Where the string "each" occurs in a line of the entries below, copy that line.
----------------
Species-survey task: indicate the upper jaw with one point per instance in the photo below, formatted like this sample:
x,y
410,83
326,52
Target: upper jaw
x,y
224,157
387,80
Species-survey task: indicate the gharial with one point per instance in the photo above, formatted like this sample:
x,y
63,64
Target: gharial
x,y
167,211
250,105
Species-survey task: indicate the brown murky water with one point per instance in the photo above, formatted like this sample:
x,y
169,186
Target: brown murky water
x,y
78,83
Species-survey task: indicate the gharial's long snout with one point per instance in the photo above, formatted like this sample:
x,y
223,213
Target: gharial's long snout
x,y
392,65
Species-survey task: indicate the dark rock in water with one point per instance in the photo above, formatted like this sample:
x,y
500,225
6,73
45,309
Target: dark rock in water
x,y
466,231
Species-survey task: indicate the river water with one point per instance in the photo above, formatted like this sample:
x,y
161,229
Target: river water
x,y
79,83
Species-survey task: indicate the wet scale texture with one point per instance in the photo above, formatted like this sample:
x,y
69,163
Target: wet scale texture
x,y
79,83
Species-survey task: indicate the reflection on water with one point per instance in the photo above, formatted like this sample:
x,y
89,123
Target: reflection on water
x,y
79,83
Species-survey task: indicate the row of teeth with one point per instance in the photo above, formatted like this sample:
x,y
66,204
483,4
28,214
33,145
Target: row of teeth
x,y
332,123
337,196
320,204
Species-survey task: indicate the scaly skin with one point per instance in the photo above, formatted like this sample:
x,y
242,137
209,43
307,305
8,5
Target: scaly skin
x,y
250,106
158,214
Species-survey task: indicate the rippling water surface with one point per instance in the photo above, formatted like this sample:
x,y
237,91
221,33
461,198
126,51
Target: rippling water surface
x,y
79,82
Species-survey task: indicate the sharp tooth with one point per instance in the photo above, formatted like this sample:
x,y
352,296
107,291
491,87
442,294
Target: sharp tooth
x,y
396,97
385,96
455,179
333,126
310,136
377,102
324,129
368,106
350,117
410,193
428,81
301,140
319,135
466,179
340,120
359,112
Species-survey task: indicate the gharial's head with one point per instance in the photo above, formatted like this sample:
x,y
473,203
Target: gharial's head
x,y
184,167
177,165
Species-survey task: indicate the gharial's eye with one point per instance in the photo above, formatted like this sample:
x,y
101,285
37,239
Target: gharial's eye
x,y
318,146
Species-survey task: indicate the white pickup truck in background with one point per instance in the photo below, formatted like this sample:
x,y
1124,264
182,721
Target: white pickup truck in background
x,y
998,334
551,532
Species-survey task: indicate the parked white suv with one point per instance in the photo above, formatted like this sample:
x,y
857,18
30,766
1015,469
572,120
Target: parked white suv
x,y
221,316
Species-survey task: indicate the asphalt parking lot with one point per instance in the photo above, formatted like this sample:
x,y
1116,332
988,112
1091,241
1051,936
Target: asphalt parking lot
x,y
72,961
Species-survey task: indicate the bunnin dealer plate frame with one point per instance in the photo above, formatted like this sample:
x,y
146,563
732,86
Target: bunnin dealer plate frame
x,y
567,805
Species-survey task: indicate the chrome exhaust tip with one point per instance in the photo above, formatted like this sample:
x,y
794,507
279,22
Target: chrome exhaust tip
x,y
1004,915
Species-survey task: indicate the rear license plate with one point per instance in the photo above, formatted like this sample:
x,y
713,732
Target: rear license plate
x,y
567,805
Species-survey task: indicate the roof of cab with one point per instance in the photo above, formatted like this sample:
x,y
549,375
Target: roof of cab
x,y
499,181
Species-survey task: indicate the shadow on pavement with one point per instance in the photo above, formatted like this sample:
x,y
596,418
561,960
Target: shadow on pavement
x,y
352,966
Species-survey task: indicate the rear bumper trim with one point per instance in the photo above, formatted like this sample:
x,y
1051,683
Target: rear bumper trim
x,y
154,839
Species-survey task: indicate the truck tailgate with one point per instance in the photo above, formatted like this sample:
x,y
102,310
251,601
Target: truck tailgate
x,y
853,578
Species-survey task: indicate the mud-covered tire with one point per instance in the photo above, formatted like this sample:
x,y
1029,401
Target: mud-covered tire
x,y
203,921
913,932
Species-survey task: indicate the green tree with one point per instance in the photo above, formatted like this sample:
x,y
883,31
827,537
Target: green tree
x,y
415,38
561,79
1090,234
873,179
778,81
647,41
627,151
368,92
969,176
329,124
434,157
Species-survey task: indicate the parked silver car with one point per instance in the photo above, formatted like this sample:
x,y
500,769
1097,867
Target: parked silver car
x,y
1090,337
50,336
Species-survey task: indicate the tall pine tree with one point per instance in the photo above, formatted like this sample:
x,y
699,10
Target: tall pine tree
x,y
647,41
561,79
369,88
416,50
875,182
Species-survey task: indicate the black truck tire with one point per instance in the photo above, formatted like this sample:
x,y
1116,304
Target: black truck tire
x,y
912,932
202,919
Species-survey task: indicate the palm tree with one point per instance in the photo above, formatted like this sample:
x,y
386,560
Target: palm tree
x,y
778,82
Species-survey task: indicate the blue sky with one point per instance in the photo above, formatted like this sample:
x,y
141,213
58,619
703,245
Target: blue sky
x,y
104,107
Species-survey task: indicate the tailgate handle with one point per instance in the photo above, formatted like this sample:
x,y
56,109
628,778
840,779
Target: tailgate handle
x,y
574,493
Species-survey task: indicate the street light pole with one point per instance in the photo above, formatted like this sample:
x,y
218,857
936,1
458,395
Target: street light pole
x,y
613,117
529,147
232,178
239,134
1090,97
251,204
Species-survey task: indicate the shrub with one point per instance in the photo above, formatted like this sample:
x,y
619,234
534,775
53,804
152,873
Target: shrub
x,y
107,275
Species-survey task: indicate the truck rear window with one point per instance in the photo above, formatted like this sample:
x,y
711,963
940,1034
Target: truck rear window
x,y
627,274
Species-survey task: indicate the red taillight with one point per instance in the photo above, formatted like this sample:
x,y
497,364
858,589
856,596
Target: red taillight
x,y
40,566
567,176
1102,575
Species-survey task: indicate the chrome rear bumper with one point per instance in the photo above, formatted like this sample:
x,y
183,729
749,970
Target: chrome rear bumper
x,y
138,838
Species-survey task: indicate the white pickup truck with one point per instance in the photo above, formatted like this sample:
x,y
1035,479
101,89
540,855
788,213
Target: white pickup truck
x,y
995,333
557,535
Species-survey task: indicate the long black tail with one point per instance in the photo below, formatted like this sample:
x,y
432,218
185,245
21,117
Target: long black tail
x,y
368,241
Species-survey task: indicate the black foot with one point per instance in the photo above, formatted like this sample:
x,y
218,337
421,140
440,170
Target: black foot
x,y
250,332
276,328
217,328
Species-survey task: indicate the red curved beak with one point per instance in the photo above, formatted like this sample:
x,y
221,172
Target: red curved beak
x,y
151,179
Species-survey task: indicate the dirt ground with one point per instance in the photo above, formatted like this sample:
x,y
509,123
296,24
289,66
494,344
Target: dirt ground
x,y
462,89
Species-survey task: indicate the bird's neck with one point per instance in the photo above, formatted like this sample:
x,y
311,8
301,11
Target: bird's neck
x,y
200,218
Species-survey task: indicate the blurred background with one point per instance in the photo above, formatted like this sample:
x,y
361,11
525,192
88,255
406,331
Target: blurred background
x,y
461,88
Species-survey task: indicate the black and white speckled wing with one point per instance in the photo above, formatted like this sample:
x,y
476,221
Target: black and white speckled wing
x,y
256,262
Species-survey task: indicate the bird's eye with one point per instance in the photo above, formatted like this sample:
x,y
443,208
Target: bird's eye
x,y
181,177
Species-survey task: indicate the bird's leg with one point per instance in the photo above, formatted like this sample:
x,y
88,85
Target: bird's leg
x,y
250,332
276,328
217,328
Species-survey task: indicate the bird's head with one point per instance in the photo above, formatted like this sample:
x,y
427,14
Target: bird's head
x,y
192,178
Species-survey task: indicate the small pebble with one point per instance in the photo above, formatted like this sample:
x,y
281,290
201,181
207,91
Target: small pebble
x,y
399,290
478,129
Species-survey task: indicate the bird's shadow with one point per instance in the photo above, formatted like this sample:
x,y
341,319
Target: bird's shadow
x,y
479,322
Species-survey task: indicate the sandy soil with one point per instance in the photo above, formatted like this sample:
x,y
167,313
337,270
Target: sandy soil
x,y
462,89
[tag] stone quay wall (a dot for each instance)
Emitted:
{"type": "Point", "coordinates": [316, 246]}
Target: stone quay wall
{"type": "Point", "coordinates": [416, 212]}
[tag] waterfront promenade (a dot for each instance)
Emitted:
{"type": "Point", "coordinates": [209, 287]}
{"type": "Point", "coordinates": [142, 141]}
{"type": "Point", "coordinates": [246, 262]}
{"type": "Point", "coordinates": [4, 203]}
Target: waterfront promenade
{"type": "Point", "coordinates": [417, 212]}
----------------
▶ Output for this task:
[tag] stone quay wall (a dot for each instance)
[tag] waterfront promenade (a dot for each instance)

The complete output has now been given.